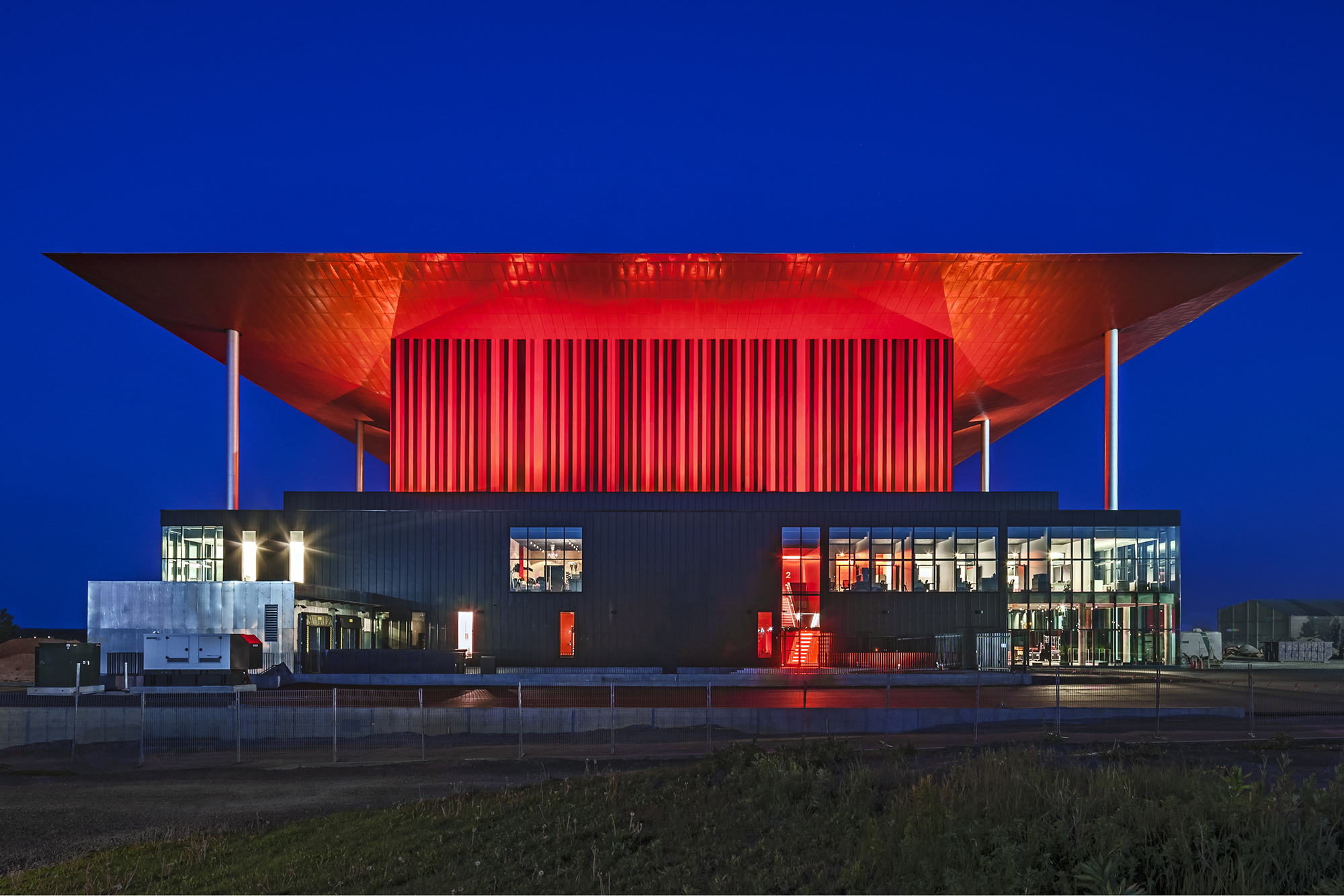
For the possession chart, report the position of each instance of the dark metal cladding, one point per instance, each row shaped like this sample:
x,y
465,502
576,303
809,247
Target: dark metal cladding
x,y
671,580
· · · · ·
> What is expected:
Can you give every line of the material above as a numbered list, skipping blank lines and leaving the pictures out?

> Exercise response:
1. For the possession chart, report the position of each instance of the dark metal cladding, one point per instance, each row shaped like this sample:
2. x,y
3. 465,502
4. 576,303
5. 809,247
6. Target: dark metal cladding
7. x,y
8. 671,580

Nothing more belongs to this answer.